Impact
A bandeirante or butter-bandit, that Brazilian trapper running into the jungle to make a capture... then slides right back out of the woods with the goods.
Appearance 3.9 / 5
Color: | magenta tucked w/in a brown hide |
Surface: | gentle brush plate |
Temper: | semi-sheer on the eclipsed side |
Snap: | frail & damp sounding; micro-cyrstallized edge w/ airpockets |
Aroma 7.7 / 10
strafing acids (golden goose-berry & caza) over strapping chocolate slab thanks to bacon strips (forced-dried?) w/ ground pepper -> natural rubber latex (nicely relaxed) provides added bounce -> smokes out tobacco leaf
Mouthfeel 12.7 / 15
Texture: | soft but copious butter (gleaned from the Snap) provides length; some astringency |
Melt: | patient |
Flavor 41.8 / 50
spice attack (esp nutmeg) -> goes pitanga cherry-red for brief moment from Tahitian vanilla used in this bar -> copal & rubber cross-fertilizes herbal/metal undergirding (ala caja umbu) -> juicy feijoa (incl mint-infused butter [very cooling]) -> chocolate custard & siding of jaca (from the jackfruit tree) + abiu -> more feijoa disguised as pineapple & lime -> wooden chocolate ending (mahogany)

SUPPLIED INFORMATION →
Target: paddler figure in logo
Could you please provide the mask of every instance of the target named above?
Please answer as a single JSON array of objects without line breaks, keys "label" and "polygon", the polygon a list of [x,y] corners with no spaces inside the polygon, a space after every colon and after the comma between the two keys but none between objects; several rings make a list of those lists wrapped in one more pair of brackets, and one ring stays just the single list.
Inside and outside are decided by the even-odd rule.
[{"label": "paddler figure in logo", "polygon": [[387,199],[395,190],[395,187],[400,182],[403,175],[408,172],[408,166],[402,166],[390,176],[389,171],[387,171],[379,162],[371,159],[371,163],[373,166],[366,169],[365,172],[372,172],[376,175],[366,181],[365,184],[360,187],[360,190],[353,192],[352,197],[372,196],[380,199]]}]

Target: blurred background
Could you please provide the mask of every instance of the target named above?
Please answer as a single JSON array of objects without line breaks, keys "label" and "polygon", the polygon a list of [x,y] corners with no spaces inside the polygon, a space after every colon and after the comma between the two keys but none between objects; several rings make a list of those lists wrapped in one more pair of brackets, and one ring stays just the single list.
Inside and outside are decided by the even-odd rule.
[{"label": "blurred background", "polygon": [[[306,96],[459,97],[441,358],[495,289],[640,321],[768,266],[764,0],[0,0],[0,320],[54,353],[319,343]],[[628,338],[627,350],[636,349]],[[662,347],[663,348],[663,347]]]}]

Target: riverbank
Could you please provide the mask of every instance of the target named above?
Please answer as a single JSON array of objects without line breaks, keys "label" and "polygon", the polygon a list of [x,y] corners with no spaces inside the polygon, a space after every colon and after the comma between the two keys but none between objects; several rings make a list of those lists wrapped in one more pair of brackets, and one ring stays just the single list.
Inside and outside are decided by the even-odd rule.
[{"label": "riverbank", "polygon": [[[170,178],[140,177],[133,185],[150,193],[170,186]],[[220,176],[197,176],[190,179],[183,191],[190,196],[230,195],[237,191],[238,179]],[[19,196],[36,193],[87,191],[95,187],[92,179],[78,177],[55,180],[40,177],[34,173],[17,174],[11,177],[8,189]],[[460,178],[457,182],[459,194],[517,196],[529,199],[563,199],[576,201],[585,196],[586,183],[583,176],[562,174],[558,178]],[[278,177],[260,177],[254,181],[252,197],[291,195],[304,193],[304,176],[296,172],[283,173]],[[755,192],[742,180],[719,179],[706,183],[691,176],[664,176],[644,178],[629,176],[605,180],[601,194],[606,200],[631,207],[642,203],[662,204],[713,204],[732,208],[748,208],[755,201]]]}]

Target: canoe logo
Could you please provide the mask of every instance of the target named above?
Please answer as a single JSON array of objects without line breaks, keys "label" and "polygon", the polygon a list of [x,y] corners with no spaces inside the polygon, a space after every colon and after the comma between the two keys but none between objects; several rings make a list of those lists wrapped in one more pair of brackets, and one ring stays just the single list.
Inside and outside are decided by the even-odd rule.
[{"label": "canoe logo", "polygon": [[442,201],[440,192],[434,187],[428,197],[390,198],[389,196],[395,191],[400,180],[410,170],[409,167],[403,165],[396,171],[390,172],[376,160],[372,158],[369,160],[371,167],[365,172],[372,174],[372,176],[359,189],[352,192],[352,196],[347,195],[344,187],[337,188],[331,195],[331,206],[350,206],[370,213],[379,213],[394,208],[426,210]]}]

QUESTIONS →
1. Which ingredient does the chocolate bar review name as the cause of the brief pitanga cherry-red moment in the flavor?
2. Write a continuation of the chocolate bar review, beginning after its final line.
The data plays no part in the work here.

RESPONSES TO THE EXERCISE →
1. The Tahitian vanilla used in the bar.

2.
Quality 16.6 / 20
Marcolini taking some chances with potentially raucous polyphenols in disarray. Butter quells an otherwise acidic insurrection from a lively ferment, though pulls up short of all-out suppression, to compensate for an otherwise rather leisurely method of control (mid-point roast & conche) that leaves this bean in a near-native state with only minor foundational chocolate flavor but some raw juiciness. The whole effect comes slightly muted, certainly dampened compared to Salgado’s Bahia... as ‘may the force be without you’.